What to produce
The expected output is every line below, reproduced exactly.
"""
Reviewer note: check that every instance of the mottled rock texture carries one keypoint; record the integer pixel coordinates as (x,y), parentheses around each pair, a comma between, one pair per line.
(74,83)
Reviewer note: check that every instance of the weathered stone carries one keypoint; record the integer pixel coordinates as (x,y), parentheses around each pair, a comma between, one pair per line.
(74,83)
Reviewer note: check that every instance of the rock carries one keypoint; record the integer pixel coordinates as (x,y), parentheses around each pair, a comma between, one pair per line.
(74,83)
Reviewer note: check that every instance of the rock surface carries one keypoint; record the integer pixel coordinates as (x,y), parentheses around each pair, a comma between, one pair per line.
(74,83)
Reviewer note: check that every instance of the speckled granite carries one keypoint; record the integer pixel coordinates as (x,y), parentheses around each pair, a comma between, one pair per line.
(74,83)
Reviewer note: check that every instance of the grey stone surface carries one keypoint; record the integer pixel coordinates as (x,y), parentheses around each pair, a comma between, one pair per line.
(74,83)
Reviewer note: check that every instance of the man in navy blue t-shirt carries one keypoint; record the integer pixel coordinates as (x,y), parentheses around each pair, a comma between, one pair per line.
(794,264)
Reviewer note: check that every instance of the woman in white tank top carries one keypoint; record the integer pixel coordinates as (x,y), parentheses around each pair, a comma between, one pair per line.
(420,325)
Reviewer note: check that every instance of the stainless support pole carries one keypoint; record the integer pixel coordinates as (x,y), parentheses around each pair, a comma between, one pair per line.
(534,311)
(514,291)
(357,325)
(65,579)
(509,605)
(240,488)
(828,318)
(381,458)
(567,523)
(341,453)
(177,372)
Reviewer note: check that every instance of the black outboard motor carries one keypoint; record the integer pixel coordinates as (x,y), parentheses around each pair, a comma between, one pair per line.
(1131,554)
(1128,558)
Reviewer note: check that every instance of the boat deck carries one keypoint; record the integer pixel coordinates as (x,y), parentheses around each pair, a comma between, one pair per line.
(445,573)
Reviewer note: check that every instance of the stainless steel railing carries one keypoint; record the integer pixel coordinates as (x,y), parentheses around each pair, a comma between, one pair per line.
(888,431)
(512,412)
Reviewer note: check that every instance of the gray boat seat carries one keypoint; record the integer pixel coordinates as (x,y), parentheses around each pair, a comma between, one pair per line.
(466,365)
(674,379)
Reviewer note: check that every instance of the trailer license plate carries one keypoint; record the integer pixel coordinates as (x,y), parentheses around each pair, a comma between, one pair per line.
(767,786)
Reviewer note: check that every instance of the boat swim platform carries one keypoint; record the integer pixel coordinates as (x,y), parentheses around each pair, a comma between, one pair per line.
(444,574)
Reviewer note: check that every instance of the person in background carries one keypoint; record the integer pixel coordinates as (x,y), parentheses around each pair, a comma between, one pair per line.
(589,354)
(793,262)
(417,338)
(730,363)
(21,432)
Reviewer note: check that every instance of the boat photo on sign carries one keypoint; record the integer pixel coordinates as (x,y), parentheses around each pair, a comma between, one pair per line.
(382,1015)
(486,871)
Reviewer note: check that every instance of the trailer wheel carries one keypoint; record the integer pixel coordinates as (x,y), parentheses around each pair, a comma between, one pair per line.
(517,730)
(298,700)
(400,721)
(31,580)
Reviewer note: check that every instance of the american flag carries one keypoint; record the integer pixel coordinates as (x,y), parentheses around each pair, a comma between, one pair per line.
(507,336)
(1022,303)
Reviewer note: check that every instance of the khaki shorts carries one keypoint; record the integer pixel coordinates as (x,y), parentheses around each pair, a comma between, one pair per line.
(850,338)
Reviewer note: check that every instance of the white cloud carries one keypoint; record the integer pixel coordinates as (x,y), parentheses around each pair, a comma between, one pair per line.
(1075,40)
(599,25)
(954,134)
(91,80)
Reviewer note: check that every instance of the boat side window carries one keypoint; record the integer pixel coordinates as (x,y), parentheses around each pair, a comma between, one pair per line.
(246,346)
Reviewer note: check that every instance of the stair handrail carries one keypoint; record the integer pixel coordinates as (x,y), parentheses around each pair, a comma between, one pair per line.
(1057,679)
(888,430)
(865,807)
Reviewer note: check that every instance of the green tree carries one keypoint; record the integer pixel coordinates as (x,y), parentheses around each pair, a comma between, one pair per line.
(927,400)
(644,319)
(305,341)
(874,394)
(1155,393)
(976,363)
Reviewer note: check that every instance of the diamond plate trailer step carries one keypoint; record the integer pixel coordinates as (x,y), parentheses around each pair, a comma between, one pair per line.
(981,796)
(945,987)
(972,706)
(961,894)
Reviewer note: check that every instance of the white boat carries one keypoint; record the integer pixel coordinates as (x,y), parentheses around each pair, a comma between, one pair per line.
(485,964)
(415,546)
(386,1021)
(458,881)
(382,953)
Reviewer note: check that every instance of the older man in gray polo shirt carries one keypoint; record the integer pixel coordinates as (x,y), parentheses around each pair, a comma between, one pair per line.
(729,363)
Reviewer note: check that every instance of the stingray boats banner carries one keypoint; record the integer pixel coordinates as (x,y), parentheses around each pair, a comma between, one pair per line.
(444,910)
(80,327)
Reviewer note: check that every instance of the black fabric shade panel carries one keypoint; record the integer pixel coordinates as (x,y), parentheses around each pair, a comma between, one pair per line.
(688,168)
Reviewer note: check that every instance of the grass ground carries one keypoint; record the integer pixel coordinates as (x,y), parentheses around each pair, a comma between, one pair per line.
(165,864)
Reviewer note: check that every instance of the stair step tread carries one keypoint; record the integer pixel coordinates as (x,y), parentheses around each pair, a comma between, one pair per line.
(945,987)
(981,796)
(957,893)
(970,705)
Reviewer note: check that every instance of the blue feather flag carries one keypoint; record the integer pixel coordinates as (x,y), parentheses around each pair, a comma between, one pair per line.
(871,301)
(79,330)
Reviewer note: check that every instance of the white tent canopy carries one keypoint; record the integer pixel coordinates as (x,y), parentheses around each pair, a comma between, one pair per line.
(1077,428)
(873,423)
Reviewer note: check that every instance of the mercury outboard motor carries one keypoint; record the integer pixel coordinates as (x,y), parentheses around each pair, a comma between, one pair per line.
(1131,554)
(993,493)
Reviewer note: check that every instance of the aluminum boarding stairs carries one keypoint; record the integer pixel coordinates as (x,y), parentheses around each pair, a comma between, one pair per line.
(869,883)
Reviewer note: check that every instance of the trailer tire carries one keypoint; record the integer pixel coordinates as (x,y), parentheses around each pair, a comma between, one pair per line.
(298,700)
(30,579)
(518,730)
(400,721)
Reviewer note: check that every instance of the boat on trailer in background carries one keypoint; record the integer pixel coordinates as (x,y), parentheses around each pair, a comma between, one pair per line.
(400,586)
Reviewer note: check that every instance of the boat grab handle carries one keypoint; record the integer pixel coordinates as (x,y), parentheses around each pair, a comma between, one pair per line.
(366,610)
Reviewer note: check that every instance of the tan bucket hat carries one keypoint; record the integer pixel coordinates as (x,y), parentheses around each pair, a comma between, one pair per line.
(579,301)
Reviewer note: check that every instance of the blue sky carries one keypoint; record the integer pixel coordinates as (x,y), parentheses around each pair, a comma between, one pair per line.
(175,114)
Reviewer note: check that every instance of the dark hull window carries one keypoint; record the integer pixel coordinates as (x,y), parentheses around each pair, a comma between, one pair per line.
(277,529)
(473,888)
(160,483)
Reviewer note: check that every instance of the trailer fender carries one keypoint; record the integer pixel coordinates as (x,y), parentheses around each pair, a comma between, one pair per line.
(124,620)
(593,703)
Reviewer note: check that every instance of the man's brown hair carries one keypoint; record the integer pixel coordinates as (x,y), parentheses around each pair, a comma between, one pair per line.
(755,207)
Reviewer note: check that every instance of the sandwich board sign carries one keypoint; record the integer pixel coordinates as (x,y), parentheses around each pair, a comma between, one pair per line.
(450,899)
"""
Response to the exercise
Reviewer note: check that every instance of the mottled rock texture carries one keypoint; record the integer pixel coordinates as (x,y), parentheses around each pair, a comma between, one pair per line.
(74,83)
Reviewer note: check that every instance of the weathered stone carries one keypoint; record the integer pixel coordinates as (x,y), parentheses around each pair, a comma between, one pair per line.
(74,83)
Reviewer note: check that every instance of the rock carries one keypoint; record the integer pixel coordinates as (x,y), parentheses around each pair, a comma between, one pair per line.
(74,83)
Reviewer note: check that every instance of the rock surface carries one keypoint; record the integer pixel coordinates as (x,y), parentheses around each pair, a comma between, one pair per line.
(74,83)
Reviewer note: check that every instance of the speckled granite carries one keypoint; record the integer pixel coordinates as (x,y), parentheses around each pair, a comma between, one pair per line.
(74,83)
Reviewer note: check that every instance of the grey stone surface carries one keypoint; record the integer pixel coordinates as (x,y), parentheses around each pair, a comma between, one pair per line.
(74,83)
Reviewer note: check that every instance of the man in navy blue t-shirt carries one keypoint; record the integer pixel coordinates as (x,y), parentheses around each pair, a comma between, one pair per line.
(794,264)
Reviewer note: check that every instance of the woman in white tank top carries one keypoint; record the integer pixel coordinates as (x,y), parentheses around each pair, a comma between, one pair per line.
(420,325)
Reviewer note: check that every instance of the stainless support pole carries one keypoint; record the integer pixel coordinates as (x,y), parentheses around each pair, a comma between, one pair per line.
(534,311)
(514,291)
(357,325)
(65,579)
(509,605)
(240,488)
(828,318)
(381,458)
(567,523)
(341,453)
(177,372)
Reviewer note: check that every instance of the black outboard motor carries one keypoint; record the integer pixel coordinates as (x,y), parentheses around each pair, a comma between, one pair per line.
(1131,554)
(1128,558)
Reviewer note: check that every instance of the boat deck carries one keypoint; record the integer pixel coordinates as (x,y), parentheses around each pair, a comma between, one pair per line.
(445,573)
Reviewer note: check that every instance of the stainless steel railing carries one keypoint; record the integer pixel coordinates as (x,y), parentheses around each pair, a comma between, one pair per line.
(888,431)
(512,412)
Reviewer note: check that every instance of the gray boat seat carries one keypoint; record the integer pixel coordinates as (x,y), parentheses around each pair, a comma between, one pair per line.
(466,365)
(674,379)
Reviewer note: check that every instance of the trailer license plate carries one keypoint; record the integer pixel coordinates as (x,y), parentheses around each pair, a comma between, one pair per line.
(767,786)
Reviewer note: check that every instance of the boat swim platform carries one keypoint; record the integer pixel coordinates as (x,y), parentheses around each pair, a comma between, one pair per line.
(444,574)
Reviewer note: check that every instance of the person in background carries one keypoint; record the integer pixel coordinates as (x,y), parentheses around each pair, a comma between, one pair per line.
(589,354)
(793,262)
(417,338)
(730,363)
(21,432)
Reviewer note: check that every instance of the boat photo on sign carries one keypoint; record the integer pixel coordinates as (x,y), parentheses around each pair, a comma between, one pair per line.
(382,1015)
(486,871)
Reviewer note: check that every instance of the trailer wheel carries one keypoint; record the integer pixel coordinates as (x,y), parentheses around each pair, a comma between, one pair per line.
(517,730)
(298,700)
(400,721)
(31,580)
Reviewer note: check that every instance of the american flag carries one keypoint; record the integer pixel coordinates as (x,y), parentheses around each pair, a comma between, one pair per line.
(507,336)
(1022,303)
Reviewer note: check that every instance of the khaki shorts carries one keypoint; record the integer pixel coordinates as (x,y), parentheses around each pair, a comma between, one pair per line.
(850,338)
Reviewer note: check that every instance of the white cloud carries one keypoint; record the integer pixel coordinates as (x,y), parentheses around each pair, a comma between, one pair per line.
(1075,40)
(599,25)
(954,134)
(91,80)
Reviewer note: check that every instance of the boat side window carries one keypoint; record the integer pixel coordinates as (x,y), parentheses around each pair, a comma between, one pair per line.
(246,346)
Reviewer note: check that every instance of the stair handrail carries one keypoint; record the integer pixel coordinates as (x,y), parentheses around each pair, a comma between, one pair per line.
(1057,679)
(888,430)
(865,807)
Reviewer note: check that every instance of the green tree carries one keypoint; record the integer pixel coordinates as (x,y), parentheses around each pair, a comma between, one pair per line.
(927,400)
(644,319)
(305,341)
(874,394)
(1155,393)
(976,363)
Reviewer note: check that every instance of the diamond plate trailer step carries one keypoint; record the integer pixel coordinates as (x,y), parentheses around each pair, a comma between, one pair per line.
(981,796)
(945,987)
(972,706)
(961,894)
Reviewer note: check that every instance of the white boat carries one keypoint; record the integer pixel coordinates as (x,y), parentheses around each pair, a comma between, one pair per line.
(485,964)
(415,546)
(386,1021)
(458,881)
(382,953)
Reviewer note: check that every instance of the older man in gray polo shirt carries one keypoint; record the integer pixel coordinates as (x,y), parentheses around each pair, a comma between, one pair per line.
(729,363)
Reviewer note: check that every instance of the stingray boats banner carries one keypoint; record the integer pixel coordinates as (x,y), parentheses around each pair, a comma between, one pair per line.
(444,910)
(80,327)
Reviewer note: check that every instance of the black fabric shade panel carries one keypoint; record the integer pixel coordinates as (x,y), parentheses around each pair, a comma between, one pair per line.
(688,168)
Reviewer note: check that every instance of the grass ground carries one keypoint; record the integer pixel coordinates as (x,y), parentheses around each pair, a comma between, one pair per line.
(165,864)
Reviewer note: check that every instance of the stair step tread carries one keypoint; record the integer pixel coordinates as (x,y), parentheses around each pair, a comma between, one pair per line.
(945,987)
(981,796)
(957,893)
(970,705)
Reviewer note: check that every instance of the blue feather flag carries one keypoint; record the integer pixel coordinates as (x,y), parentheses around each pair, a comma between, one pair per line.
(871,301)
(79,330)
Reviewer note: check that every instance of the white tent canopy carries one keypoint; record the integer pixel coordinates as (x,y), parentheses around each pair, a comma between, one pair per line.
(1077,428)
(873,423)
Reviewer note: check that every instance of the mercury outboard motor carries one keypoint; record the integer pixel coordinates as (x,y), parentheses around each pair, a comma between, one pair per line.
(1131,554)
(993,493)
Reviewer note: check that every instance of the aluminum boarding stairs carries one keypoint; record the integer pixel coordinates as (x,y), parentheses around each pair, a comma between, one pair per line.
(869,883)
Reviewer note: check that every instance of the trailer tire carries one keypoint; record the integer pixel coordinates as (x,y), parentheses around each pair, a comma between, one pair per line.
(298,700)
(30,579)
(518,730)
(400,721)
Reviewer note: check that every instance of the boat on trailer in background carries one keypoint; record the integer pixel coordinates as (x,y), parentheses around each pair, a comma between, one pair per line.
(400,586)
Reviewer note: check that every instance of the boat grab handle carries one keypoint; record the integer pixel coordinates as (x,y), parentheses around each pair, a comma between, one pair per line.
(366,610)
Reviewer note: check that every instance of the tan bucket hat carries one keypoint; record the integer pixel coordinates as (x,y), parentheses around each pair, a comma between, one pair per line.
(579,301)
Reviewer note: check that every instance of the blue sky carries one keypoint; record the integer pixel coordinates as (x,y), parentheses around each pair, a comma between, one pair per line.
(175,114)
Reviewer note: check that every instance of the dark hull window carries one keypoint; record the integer pixel coordinates as (x,y), parentheses around each pair, a comma between, one pair per line.
(277,529)
(473,888)
(160,483)
Reviewer note: check that every instance of the trailer fender carries one keypoint; record the integer pixel coordinates as (x,y), parentheses around each pair, a comma between, one pair per line.
(124,620)
(593,703)
Reviewer note: check that every instance of the man's brown hair carries one keypoint; record the integer pixel coordinates as (x,y), parentheses around each pair, a comma between, one pair per line.
(755,207)
Reviewer note: check that every instance of the sandwich board sign carries one keypoint; record the integer pixel coordinates as (x,y), parentheses around each pair, a comma between, one pair per line.
(450,899)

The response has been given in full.